• [REQUIRED WORK]: Set down all the records below, word for word.
*** Opening SOURCE MATERIAL ***
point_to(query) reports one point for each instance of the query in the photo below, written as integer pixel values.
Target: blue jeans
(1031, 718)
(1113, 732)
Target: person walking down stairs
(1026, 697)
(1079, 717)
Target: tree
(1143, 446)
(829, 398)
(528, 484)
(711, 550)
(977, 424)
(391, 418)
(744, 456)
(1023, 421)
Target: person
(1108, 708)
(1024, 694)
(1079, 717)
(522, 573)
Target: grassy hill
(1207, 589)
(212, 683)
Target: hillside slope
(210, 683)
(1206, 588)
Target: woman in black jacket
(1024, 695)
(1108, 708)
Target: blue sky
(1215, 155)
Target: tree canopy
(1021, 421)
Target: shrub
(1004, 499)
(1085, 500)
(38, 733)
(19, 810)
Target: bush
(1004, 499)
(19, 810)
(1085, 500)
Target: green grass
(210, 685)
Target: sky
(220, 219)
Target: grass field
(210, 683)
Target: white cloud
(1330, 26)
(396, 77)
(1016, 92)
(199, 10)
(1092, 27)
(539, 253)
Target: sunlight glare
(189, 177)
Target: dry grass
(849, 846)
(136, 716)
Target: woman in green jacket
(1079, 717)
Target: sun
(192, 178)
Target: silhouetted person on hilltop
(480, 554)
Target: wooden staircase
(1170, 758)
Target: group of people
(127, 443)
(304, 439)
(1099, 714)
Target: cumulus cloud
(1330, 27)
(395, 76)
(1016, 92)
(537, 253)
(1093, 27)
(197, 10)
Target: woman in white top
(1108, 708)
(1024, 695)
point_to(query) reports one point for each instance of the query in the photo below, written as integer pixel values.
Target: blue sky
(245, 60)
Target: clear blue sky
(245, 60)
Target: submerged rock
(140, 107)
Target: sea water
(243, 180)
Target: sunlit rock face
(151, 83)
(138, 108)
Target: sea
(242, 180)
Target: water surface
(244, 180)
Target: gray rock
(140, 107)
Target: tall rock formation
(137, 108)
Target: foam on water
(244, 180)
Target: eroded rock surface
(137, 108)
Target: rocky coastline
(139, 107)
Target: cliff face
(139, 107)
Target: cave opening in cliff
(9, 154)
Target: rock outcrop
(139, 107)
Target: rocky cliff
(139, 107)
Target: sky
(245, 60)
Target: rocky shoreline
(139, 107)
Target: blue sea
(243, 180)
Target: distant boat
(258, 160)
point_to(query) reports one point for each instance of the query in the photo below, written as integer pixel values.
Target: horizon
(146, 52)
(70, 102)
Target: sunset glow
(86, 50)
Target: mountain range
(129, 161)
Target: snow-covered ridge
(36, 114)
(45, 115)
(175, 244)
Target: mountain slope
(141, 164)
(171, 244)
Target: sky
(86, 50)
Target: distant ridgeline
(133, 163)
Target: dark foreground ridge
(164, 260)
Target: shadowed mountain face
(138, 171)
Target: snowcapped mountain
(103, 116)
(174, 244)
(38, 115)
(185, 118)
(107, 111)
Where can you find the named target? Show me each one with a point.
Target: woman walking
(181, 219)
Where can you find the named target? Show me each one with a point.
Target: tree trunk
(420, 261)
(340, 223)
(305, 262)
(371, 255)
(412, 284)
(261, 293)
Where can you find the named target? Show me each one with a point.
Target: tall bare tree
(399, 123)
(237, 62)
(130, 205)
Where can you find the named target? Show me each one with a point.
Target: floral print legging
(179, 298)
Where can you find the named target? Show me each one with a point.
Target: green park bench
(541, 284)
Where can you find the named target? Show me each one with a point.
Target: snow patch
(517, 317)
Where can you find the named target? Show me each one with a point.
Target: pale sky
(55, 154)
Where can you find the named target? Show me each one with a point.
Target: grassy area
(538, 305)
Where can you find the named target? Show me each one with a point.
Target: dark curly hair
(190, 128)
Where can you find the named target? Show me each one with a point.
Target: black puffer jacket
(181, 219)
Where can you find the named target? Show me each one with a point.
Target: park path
*** Closing SOURCE MATERIAL ***
• [RESPONSE BOX]:
point_to(query) reports one point for each instance of the query in the photo below, written as integer pixel values.
Target: blue jeans
(1031, 718)
(1113, 732)
Target: person walking down stairs
(1026, 697)
(1079, 717)
Target: tree
(1143, 446)
(829, 398)
(528, 484)
(711, 550)
(977, 424)
(391, 418)
(744, 456)
(1023, 421)
Target: person
(1108, 708)
(1024, 694)
(1079, 717)
(522, 573)
Target: grassy hill
(1207, 589)
(212, 683)
Target: hillside slope
(210, 683)
(1206, 588)
Target: woman in black jacket
(1024, 695)
(1108, 708)
Target: blue sky
(1215, 155)
Target: tree canopy
(1021, 421)
Target: shrub
(1004, 499)
(1085, 500)
(38, 733)
(19, 810)
Target: bush
(1004, 499)
(19, 810)
(1085, 500)
Target: green grass
(210, 685)
Target: sky
(220, 219)
Target: grass field
(210, 683)
Target: white cloud
(1330, 26)
(396, 77)
(1016, 92)
(199, 10)
(1092, 27)
(539, 253)
Target: sunlight glare
(189, 177)
Target: dry grass
(849, 846)
(136, 716)
Target: woman in green jacket
(1079, 717)
Target: sun
(192, 178)
Target: silhouetted person on hilltop
(480, 554)
Target: wooden staircase
(1170, 758)
Target: group of people
(127, 443)
(304, 439)
(1099, 714)
Target: cumulus cloud
(1330, 27)
(395, 76)
(1016, 92)
(537, 253)
(1093, 27)
(197, 10)
Target: woman in white top
(1108, 708)
(1024, 695)
point_to(query) reports one point for each instance of the query in the photo below, written as integer pixel values.
Target: blue sky
(245, 60)
Target: clear blue sky
(245, 60)
Target: submerged rock
(140, 107)
Target: sea water
(243, 180)
Target: sunlit rock face
(151, 83)
(138, 108)
Target: sea
(242, 180)
Target: water surface
(244, 180)
Target: gray rock
(140, 107)
Target: tall rock formation
(137, 108)
Target: foam on water
(244, 180)
Target: eroded rock surface
(137, 108)
Target: rocky coastline
(139, 107)
Target: cliff face
(139, 107)
Target: cave opening in cliff
(9, 154)
Target: rock outcrop
(139, 107)
Target: rocky cliff
(139, 107)
Target: sky
(245, 60)
Target: rocky shoreline
(139, 107)
Target: blue sea
(243, 180)
Target: distant boat
(258, 160)
point_to(query) reports one point for each instance of the query in the photo below, written as integer pixel values.
Target: horizon
(146, 52)
(70, 102)
Target: sunset glow
(86, 50)
Target: mountain range
(129, 161)
Target: snow-covered ridge
(36, 114)
(45, 115)
(175, 244)
Target: mountain slope
(141, 164)
(171, 244)
Target: sky
(86, 50)
Target: distant ridgeline
(133, 163)
Target: dark foreground ridge
(164, 260)
Target: shadowed mountain face
(138, 171)
Target: snowcapped mountain
(103, 116)
(174, 244)
(38, 115)
(185, 118)
(107, 111)
Where can you find the named target? Show me each one with a point.
Target: woman walking
(181, 219)
Where can you find the named target? Show me each one with a point.
Target: tree trunk
(420, 261)
(340, 223)
(305, 262)
(371, 255)
(412, 284)
(261, 293)
Where can you find the named target? Show me each one with a point.
Target: tall bare tree
(399, 123)
(237, 62)
(130, 205)
Where can you find the named target? Show me each one with a point.
Target: floral print legging
(179, 298)
Where can you find the named target? Show me each one with a point.
Target: green park bench
(541, 284)
Where can you find the named target? Show me each one with a point.
Target: snow patch
(517, 317)
Where can you find the named target? Show me each one with a point.
Target: pale sky
(55, 154)
Where can you find the named target? Show me each one with a point.
Target: grassy area
(538, 305)
Where can you find the named target? Show me each one with a point.
Target: dark curly hair
(190, 128)
Where can you find the named target? Show me each one with a point.
Target: black puffer jacket
(181, 219)
Where can you find the named target? Show me each one with a point.
Target: park path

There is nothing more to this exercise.